EXERCISE DETAILS - Please return each line of the material below that contains the string "bell".

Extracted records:
START
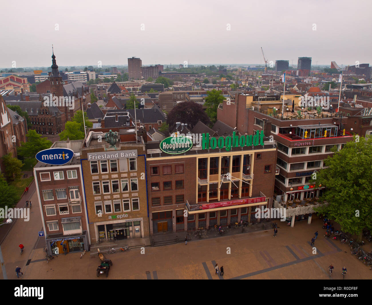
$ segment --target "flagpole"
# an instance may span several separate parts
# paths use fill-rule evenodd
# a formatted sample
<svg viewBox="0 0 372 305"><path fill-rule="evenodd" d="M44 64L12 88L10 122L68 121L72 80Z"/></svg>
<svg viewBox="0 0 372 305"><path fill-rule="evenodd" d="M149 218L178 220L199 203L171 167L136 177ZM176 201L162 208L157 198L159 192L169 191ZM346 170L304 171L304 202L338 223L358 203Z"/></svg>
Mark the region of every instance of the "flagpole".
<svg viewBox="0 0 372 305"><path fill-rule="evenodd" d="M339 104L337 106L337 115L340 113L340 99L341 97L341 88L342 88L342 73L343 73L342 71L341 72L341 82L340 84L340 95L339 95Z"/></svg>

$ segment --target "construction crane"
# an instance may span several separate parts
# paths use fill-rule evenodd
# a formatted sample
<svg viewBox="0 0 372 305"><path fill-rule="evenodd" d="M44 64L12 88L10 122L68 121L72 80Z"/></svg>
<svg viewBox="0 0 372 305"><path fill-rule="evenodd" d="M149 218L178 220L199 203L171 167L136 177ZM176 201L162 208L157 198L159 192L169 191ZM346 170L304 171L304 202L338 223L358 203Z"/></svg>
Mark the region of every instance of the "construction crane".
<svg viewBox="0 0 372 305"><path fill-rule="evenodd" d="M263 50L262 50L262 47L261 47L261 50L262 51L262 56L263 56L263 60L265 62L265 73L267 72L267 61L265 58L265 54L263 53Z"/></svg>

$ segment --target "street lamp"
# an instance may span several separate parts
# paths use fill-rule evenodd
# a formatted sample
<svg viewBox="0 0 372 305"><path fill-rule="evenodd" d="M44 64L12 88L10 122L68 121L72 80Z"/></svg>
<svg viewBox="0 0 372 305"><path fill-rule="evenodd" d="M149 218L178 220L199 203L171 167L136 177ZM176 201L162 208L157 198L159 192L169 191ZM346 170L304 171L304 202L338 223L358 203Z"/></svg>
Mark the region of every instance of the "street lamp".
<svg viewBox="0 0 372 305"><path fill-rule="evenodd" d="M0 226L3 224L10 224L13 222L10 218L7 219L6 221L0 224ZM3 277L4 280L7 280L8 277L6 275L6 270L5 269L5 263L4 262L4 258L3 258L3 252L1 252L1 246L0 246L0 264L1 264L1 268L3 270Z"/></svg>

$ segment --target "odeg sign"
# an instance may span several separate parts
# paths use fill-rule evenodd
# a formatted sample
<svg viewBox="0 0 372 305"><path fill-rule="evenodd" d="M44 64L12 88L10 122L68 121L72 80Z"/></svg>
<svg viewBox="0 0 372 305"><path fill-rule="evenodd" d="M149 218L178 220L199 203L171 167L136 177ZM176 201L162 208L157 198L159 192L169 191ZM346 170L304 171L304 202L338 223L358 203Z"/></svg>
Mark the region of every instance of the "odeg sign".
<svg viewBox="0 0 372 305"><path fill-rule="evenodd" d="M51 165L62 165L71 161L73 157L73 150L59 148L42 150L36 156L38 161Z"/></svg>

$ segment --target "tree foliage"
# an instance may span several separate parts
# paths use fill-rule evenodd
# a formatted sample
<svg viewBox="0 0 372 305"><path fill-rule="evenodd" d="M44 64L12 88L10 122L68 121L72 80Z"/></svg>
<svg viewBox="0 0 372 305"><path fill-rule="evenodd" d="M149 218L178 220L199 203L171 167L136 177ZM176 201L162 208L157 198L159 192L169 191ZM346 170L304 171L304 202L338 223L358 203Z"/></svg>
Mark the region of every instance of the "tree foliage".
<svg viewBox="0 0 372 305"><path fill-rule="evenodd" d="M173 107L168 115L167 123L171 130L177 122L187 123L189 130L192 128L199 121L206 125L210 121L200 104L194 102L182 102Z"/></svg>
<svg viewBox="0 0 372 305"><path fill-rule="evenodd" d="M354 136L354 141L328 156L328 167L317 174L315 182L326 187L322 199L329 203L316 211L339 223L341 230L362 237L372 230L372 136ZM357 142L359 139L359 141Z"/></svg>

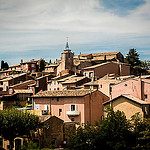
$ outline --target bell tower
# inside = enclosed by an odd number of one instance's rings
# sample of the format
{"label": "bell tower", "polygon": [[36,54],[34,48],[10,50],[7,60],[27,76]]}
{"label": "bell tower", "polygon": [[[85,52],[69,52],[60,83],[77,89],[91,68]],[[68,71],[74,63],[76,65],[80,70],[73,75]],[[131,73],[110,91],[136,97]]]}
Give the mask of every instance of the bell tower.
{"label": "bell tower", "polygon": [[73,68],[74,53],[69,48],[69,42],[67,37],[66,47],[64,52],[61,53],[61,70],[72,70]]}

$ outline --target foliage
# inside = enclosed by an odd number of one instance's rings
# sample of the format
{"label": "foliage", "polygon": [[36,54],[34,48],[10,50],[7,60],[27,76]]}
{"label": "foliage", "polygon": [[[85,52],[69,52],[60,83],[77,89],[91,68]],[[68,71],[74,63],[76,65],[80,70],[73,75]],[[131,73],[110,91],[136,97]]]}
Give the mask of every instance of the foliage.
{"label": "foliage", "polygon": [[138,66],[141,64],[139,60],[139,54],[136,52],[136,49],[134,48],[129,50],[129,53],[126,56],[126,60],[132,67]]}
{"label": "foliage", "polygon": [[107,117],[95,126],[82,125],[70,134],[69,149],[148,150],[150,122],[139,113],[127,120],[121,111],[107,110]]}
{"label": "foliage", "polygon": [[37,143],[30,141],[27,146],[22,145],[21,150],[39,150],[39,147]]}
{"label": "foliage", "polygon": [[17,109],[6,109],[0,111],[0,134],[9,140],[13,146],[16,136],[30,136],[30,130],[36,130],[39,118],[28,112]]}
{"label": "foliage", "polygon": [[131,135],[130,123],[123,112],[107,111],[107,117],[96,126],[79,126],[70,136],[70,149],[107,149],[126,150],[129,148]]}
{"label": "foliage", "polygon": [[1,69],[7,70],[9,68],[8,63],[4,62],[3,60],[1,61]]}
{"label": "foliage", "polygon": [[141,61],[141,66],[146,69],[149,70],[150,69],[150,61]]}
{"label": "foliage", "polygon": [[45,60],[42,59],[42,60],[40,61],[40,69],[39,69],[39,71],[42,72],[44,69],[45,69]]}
END
START
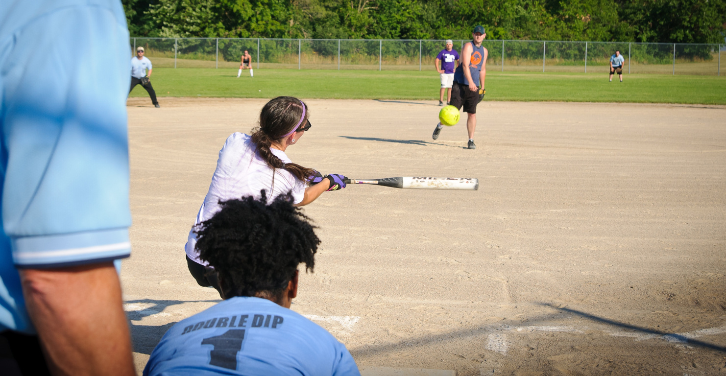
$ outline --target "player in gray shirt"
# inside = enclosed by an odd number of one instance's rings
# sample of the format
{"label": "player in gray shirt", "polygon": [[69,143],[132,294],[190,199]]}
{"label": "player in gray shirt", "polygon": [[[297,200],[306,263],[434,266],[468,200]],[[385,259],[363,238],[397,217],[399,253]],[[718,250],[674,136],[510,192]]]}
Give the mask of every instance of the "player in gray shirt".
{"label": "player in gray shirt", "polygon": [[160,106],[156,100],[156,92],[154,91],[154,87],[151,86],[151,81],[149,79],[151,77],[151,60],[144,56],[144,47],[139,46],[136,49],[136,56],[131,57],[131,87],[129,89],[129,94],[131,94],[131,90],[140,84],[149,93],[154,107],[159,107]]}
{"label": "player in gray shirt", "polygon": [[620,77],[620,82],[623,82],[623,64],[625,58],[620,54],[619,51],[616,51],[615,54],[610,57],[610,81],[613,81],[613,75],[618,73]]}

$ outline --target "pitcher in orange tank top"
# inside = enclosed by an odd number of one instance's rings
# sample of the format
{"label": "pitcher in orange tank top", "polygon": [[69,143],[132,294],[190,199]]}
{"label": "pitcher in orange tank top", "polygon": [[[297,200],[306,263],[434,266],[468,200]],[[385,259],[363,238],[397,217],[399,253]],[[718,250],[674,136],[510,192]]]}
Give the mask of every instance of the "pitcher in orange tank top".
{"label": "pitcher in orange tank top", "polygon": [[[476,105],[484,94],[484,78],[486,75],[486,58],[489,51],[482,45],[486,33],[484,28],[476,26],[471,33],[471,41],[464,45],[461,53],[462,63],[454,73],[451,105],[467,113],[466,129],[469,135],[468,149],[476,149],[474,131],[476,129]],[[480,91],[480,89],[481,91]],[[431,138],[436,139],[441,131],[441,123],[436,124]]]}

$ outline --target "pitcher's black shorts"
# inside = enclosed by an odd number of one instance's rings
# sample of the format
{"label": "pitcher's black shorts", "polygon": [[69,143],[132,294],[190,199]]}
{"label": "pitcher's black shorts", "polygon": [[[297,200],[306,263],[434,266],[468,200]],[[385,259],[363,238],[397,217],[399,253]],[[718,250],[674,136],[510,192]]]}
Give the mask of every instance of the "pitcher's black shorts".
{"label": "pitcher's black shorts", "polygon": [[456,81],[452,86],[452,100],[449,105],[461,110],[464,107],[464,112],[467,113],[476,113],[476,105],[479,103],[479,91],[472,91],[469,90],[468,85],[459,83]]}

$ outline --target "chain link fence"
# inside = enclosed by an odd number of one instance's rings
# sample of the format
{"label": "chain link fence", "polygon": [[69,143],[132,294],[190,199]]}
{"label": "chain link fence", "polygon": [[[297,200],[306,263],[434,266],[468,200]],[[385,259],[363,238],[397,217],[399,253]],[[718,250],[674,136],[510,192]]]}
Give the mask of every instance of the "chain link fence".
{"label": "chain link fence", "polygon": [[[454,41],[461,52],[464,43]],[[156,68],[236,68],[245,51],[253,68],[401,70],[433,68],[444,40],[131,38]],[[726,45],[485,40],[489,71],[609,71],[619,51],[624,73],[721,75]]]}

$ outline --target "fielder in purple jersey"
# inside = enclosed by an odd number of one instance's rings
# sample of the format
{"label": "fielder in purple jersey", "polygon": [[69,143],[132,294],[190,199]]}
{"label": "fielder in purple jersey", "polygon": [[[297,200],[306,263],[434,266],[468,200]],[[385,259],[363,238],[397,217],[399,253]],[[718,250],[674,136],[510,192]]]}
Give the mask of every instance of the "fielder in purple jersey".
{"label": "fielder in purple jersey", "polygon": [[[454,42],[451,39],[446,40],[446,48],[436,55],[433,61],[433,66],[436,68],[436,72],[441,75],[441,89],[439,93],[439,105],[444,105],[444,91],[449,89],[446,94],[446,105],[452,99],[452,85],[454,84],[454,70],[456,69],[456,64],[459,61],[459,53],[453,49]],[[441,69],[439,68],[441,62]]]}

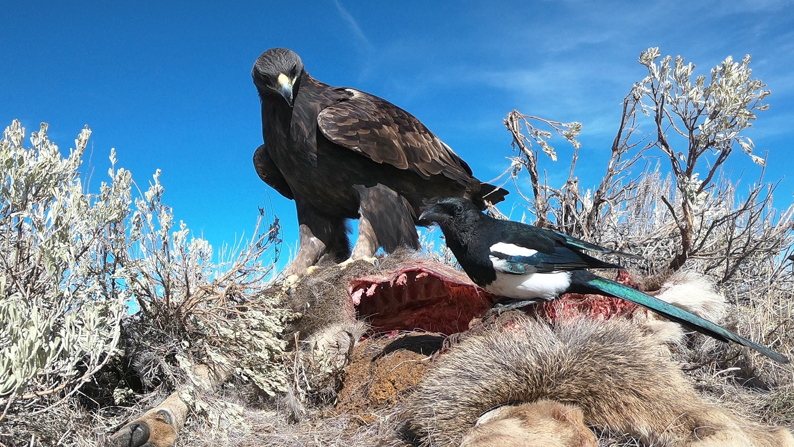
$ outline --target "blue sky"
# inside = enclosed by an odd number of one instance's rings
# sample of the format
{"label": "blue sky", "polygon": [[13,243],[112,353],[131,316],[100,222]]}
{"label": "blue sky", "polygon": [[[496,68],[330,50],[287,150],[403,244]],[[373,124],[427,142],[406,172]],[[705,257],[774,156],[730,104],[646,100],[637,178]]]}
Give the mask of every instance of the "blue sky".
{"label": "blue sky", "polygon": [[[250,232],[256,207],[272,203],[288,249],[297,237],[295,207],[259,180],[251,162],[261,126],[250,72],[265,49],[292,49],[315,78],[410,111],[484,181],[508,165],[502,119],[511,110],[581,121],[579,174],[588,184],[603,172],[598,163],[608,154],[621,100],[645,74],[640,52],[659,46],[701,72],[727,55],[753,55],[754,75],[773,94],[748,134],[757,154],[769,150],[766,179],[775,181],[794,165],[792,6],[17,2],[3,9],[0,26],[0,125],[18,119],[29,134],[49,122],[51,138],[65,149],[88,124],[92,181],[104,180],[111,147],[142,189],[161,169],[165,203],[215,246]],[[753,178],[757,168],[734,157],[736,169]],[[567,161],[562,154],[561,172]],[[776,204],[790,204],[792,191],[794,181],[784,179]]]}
END
RESPONSE -
$ outline --target bell tower
{"label": "bell tower", "polygon": [[36,54],[34,48],[10,50],[7,60],[27,76]]}
{"label": "bell tower", "polygon": [[[85,52],[69,52],[60,83],[77,89],[91,68]],[[68,71],[74,63],[76,65],[80,70],[73,75]],[[131,73],[110,91],[136,97]]]}
Give the mask of every instance of the bell tower.
{"label": "bell tower", "polygon": [[73,68],[74,53],[69,48],[69,42],[67,37],[66,47],[64,52],[61,53],[61,70],[72,70]]}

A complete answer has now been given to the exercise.